_Provided material_

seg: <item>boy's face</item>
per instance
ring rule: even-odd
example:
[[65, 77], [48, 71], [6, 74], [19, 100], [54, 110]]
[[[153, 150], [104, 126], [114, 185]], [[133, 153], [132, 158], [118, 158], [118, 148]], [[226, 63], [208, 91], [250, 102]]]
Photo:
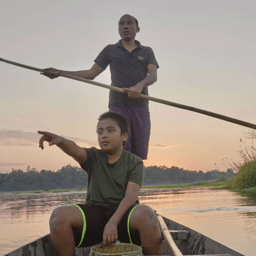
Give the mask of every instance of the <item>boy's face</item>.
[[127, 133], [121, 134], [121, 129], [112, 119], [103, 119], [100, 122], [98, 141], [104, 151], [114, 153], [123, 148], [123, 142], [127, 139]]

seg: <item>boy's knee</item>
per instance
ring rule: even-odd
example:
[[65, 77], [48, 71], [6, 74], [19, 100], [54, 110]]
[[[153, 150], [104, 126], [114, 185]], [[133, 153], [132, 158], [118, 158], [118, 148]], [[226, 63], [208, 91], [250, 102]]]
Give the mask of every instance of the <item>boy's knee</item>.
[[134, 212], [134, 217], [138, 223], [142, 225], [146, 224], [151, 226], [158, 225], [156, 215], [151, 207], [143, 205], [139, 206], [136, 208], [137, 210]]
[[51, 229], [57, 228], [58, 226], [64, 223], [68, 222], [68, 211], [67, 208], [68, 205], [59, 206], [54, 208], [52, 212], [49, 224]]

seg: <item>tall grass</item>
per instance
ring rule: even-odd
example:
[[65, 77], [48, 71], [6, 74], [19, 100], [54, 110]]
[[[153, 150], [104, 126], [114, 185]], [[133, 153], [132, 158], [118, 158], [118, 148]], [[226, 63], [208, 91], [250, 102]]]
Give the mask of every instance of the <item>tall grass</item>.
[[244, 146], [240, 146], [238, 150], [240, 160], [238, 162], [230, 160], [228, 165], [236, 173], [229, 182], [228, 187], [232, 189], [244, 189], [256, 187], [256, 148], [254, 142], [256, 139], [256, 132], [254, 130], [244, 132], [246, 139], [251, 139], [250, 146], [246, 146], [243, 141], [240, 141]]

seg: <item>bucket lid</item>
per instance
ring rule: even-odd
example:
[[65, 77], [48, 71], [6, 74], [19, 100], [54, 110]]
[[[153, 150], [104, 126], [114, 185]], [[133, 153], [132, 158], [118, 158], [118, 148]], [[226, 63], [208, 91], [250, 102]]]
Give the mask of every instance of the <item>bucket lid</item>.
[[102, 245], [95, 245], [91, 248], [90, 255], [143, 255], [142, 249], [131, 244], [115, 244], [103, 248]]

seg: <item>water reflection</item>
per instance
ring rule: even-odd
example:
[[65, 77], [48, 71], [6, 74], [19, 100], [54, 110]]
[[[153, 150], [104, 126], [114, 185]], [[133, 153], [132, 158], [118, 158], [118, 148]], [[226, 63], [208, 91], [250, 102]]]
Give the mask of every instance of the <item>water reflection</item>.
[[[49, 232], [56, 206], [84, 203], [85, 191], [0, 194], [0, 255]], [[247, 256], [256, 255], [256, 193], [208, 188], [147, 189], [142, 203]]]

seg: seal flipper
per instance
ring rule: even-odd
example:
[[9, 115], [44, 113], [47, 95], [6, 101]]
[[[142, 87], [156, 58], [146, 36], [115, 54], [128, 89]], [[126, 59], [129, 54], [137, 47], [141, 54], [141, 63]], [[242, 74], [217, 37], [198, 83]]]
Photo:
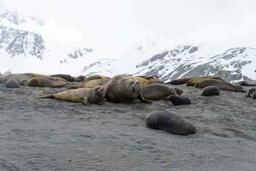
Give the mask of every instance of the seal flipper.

_Aim_
Copy out all of the data above line for line, without changing anything, and leave out the pictures.

_Correct response_
seg: <item>boy's face</item>
per instance
ring rule: even-odd
example:
[[65, 77], [48, 71], [6, 74], [19, 100], [54, 110]]
[[[153, 150], [104, 126], [114, 185]], [[133, 153], [132, 158], [118, 158], [118, 148]], [[226, 63], [208, 91], [250, 102]]]
Photo:
Give the mask of every instance of the <item>boy's face</item>.
[[127, 133], [121, 134], [121, 129], [112, 119], [103, 119], [100, 122], [98, 141], [104, 151], [114, 153], [123, 148], [123, 142], [127, 139]]

seg: <item>boy's knee</item>
per instance
ring rule: even-odd
example:
[[65, 77], [48, 71], [6, 74], [19, 100], [54, 110]]
[[[153, 150], [104, 126], [114, 185]], [[133, 153], [132, 158], [118, 158], [118, 148]], [[226, 63], [208, 91], [250, 102]]]
Give the mask of every instance of the <item>boy's knee</item>.
[[134, 212], [134, 217], [138, 223], [142, 225], [146, 224], [151, 226], [158, 225], [156, 215], [151, 207], [143, 205], [139, 206], [136, 208], [137, 210]]
[[51, 229], [57, 228], [58, 226], [64, 223], [68, 222], [68, 211], [67, 208], [68, 205], [59, 206], [54, 208], [52, 212], [49, 224]]

seg: <item>tall grass</item>
per instance
ring rule: even-odd
example:
[[65, 77], [48, 71], [6, 74], [19, 100], [54, 110]]
[[[153, 150], [104, 126], [114, 185]], [[133, 153], [132, 158], [118, 158], [118, 148]], [[226, 63], [208, 91], [250, 102]]]
Give the mask of every instance of the <item>tall grass</item>.
[[244, 146], [240, 146], [238, 150], [240, 160], [238, 162], [230, 160], [228, 165], [236, 173], [229, 182], [228, 187], [232, 189], [244, 189], [256, 187], [256, 148], [254, 142], [256, 139], [256, 132], [254, 130], [244, 132], [246, 139], [251, 139], [250, 146], [246, 146], [243, 141], [240, 141]]

seg: <item>bucket lid</item>
per instance
ring rule: even-odd
example:
[[65, 77], [48, 71], [6, 74], [19, 100], [54, 110]]
[[[153, 150], [104, 126], [114, 185]], [[133, 153], [132, 158], [118, 158], [118, 148]], [[226, 63], [208, 91], [250, 102]]]
Give the mask of every instance of the <item>bucket lid</item>.
[[102, 245], [95, 245], [91, 248], [90, 255], [143, 255], [142, 249], [131, 244], [115, 244], [103, 248]]

seg: <item>water reflection</item>
per instance
ring rule: even-odd
example:
[[65, 77], [48, 71], [6, 74], [19, 100], [54, 110]]
[[[153, 150], [104, 126], [114, 185]], [[133, 153], [132, 158], [118, 158], [118, 148]], [[226, 63], [208, 91], [250, 102]]]
Give the mask of every instance of the <item>water reflection</item>.
[[[49, 232], [56, 206], [84, 203], [85, 191], [0, 194], [0, 255]], [[247, 256], [256, 255], [256, 193], [208, 188], [147, 189], [142, 203]]]

seg: seal flipper
per instance
ring rule: even-odd
example:
[[9, 115], [44, 113], [47, 95], [6, 101]]
[[[142, 87], [156, 58], [146, 36], [115, 54], [128, 89]], [[126, 59], [129, 54], [137, 47], [141, 54], [141, 63]], [[242, 74], [217, 37], [198, 83]]]
Photo:
Give the mask of every instance of the seal flipper.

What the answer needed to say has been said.